Items listed in a dataset
======

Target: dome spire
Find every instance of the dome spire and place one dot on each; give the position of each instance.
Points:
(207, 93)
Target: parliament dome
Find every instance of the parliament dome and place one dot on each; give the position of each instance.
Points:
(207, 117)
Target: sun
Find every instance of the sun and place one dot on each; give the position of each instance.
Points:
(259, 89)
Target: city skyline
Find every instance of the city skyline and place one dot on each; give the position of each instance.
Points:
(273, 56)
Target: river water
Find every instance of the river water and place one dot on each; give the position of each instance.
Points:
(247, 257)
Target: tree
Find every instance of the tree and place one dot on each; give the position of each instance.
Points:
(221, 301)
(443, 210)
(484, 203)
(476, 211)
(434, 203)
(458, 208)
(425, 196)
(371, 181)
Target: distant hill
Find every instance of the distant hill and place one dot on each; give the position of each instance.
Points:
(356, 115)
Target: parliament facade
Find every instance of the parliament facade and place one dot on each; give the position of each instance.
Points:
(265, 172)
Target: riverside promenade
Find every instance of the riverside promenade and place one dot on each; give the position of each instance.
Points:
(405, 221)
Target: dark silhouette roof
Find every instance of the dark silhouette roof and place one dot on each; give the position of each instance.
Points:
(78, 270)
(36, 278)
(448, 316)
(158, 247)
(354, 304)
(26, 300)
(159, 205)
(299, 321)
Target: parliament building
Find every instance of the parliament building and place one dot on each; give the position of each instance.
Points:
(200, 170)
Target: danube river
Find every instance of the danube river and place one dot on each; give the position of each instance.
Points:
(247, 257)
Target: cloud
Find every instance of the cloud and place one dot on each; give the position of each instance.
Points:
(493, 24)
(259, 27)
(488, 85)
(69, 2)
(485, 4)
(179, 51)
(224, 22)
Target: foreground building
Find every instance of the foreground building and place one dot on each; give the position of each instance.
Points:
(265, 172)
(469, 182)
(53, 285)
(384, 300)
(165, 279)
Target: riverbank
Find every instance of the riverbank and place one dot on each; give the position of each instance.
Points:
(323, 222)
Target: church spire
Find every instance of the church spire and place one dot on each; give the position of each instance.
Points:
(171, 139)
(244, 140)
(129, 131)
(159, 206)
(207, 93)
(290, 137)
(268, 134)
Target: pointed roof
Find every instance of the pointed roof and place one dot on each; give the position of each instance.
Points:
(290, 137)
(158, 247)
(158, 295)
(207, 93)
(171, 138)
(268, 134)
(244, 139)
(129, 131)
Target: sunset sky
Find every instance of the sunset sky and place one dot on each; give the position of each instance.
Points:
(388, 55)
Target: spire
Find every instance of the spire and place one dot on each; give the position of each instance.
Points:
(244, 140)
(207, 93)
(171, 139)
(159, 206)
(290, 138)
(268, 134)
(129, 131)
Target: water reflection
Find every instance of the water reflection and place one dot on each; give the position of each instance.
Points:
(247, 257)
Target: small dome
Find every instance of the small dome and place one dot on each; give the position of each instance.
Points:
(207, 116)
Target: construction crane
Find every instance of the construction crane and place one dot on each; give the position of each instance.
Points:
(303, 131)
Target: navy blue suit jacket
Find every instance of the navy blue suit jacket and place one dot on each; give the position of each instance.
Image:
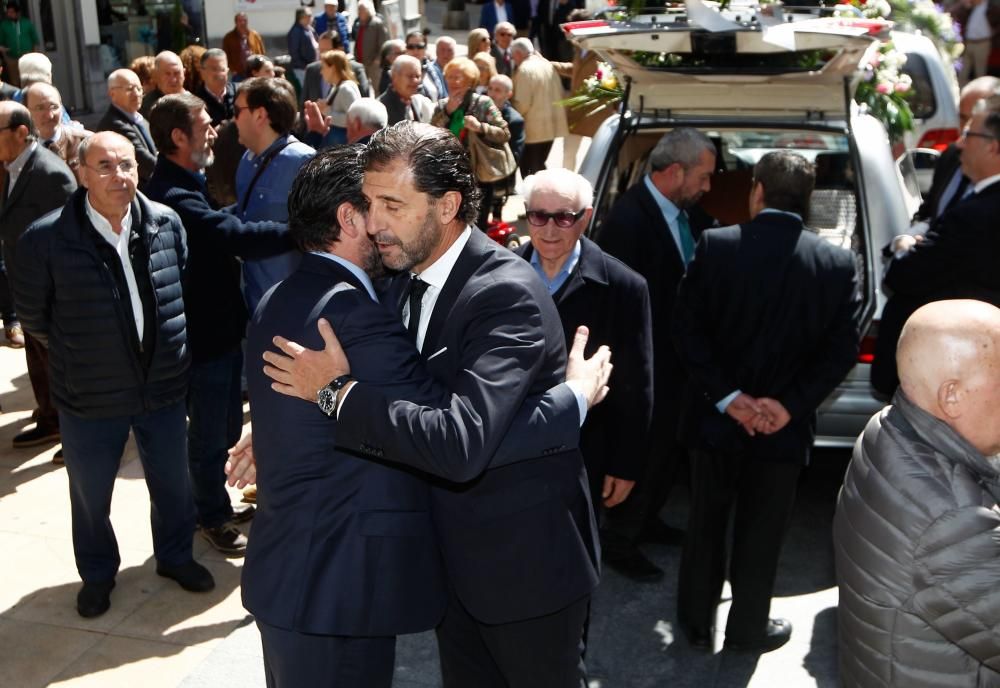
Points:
(341, 545)
(773, 310)
(612, 300)
(519, 540)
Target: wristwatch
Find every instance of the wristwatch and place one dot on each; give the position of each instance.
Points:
(328, 397)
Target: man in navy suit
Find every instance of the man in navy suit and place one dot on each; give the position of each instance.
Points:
(652, 229)
(766, 324)
(342, 556)
(518, 541)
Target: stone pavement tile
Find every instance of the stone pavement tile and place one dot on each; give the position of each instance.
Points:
(38, 563)
(117, 661)
(56, 605)
(33, 654)
(176, 616)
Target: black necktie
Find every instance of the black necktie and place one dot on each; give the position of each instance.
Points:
(415, 291)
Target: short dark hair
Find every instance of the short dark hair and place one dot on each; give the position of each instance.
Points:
(788, 180)
(436, 158)
(324, 182)
(277, 97)
(176, 111)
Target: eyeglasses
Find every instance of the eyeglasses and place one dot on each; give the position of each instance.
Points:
(564, 218)
(106, 169)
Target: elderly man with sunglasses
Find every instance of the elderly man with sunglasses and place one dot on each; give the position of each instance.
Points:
(99, 284)
(594, 289)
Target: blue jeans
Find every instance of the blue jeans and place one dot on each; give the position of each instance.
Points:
(215, 421)
(92, 450)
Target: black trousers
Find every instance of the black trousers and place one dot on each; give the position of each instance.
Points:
(760, 496)
(295, 660)
(544, 652)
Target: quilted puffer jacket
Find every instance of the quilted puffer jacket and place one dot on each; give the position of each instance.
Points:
(917, 544)
(69, 299)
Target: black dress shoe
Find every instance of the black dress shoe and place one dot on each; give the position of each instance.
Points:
(636, 566)
(191, 576)
(94, 599)
(777, 634)
(657, 532)
(36, 436)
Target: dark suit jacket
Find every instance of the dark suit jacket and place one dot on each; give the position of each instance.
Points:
(773, 310)
(145, 153)
(612, 300)
(958, 256)
(341, 545)
(518, 540)
(949, 162)
(45, 184)
(636, 233)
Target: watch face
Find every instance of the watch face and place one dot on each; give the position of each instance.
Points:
(327, 400)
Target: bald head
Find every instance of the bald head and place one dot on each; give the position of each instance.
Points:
(949, 365)
(972, 93)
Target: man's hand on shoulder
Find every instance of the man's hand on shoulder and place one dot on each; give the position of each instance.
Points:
(589, 375)
(300, 372)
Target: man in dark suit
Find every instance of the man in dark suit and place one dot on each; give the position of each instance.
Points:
(957, 257)
(123, 117)
(591, 288)
(518, 541)
(652, 229)
(331, 581)
(766, 324)
(950, 186)
(38, 182)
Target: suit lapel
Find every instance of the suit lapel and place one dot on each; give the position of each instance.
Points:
(465, 266)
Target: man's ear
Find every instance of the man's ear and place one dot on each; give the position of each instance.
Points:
(447, 206)
(950, 398)
(349, 220)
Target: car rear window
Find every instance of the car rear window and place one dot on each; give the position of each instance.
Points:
(921, 98)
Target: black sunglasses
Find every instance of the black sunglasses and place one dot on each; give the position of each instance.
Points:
(563, 219)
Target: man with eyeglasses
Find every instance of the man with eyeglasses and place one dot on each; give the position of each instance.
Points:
(591, 288)
(957, 257)
(38, 182)
(45, 105)
(122, 117)
(99, 284)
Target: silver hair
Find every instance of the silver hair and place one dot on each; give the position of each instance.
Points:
(560, 178)
(522, 45)
(683, 145)
(368, 112)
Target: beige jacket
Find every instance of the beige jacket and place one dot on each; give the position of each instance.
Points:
(537, 89)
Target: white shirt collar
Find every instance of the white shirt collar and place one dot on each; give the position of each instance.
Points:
(983, 183)
(437, 274)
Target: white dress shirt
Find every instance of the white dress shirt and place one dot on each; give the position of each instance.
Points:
(120, 243)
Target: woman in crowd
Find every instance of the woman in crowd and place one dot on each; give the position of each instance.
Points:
(479, 41)
(487, 66)
(337, 72)
(467, 113)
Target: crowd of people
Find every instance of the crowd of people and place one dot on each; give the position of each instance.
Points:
(440, 437)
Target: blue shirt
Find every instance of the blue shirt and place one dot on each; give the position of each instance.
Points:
(269, 201)
(565, 271)
(669, 211)
(353, 269)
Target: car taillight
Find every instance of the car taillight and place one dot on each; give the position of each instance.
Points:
(938, 139)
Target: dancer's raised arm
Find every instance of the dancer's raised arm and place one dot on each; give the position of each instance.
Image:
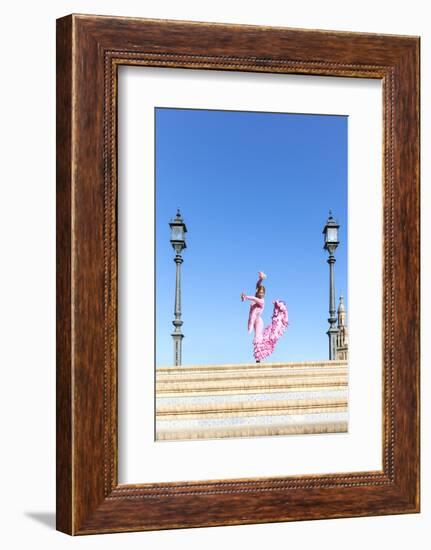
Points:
(253, 299)
(262, 277)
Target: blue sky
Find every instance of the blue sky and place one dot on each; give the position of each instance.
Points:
(254, 190)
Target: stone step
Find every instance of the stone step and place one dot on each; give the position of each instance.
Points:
(235, 408)
(220, 401)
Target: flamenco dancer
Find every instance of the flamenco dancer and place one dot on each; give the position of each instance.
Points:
(265, 339)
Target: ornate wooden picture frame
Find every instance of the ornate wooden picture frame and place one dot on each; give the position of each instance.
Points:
(89, 51)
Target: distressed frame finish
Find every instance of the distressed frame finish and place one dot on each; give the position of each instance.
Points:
(89, 51)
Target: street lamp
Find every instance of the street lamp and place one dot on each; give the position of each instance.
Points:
(330, 232)
(178, 242)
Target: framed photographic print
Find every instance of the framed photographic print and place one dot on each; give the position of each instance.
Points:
(237, 274)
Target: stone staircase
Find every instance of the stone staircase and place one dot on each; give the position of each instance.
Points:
(247, 400)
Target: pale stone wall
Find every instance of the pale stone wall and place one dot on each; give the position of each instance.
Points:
(216, 401)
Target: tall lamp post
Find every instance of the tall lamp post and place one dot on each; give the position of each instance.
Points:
(178, 242)
(330, 232)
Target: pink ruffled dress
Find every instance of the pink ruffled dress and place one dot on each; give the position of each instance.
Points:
(265, 339)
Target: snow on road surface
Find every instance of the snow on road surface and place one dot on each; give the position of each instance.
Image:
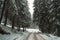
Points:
(30, 35)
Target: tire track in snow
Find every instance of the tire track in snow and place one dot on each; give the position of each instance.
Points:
(40, 37)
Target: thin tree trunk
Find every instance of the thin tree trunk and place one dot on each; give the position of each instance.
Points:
(5, 21)
(6, 15)
(23, 29)
(2, 11)
(13, 21)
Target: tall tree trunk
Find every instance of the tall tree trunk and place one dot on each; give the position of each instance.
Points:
(6, 15)
(13, 21)
(2, 11)
(23, 29)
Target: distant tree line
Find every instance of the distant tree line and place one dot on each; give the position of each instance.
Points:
(47, 16)
(15, 13)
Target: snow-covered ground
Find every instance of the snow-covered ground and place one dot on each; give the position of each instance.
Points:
(30, 34)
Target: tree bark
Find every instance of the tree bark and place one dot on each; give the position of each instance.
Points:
(2, 11)
(13, 21)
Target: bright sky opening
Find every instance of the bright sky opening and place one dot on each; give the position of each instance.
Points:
(31, 8)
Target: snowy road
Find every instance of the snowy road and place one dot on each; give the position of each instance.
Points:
(34, 36)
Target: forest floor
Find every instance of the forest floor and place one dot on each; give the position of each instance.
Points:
(32, 35)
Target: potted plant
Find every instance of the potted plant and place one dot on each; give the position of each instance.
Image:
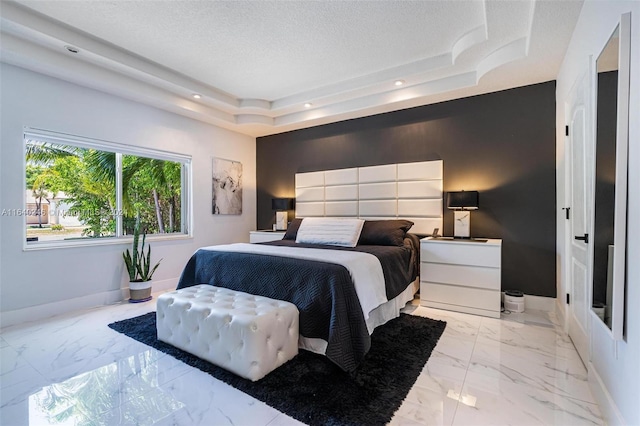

======

**Goal of the exercise:**
From the entries above, print the lines beginning at the one with "Target: watch face" and stopping after the one with "Target: man's hand on shoulder", exactly as written and with nothing else.

**Solution to the exercise:**
Target: watch face
Find every instance of the watch face and place one dot on each; give the position of each instance.
Points:
(327, 400)
Target: bald head
Find every instance of the bald head and place one dot on each; give the position of each instance.
Points:
(949, 365)
(972, 93)
Target: man's hand on shoulder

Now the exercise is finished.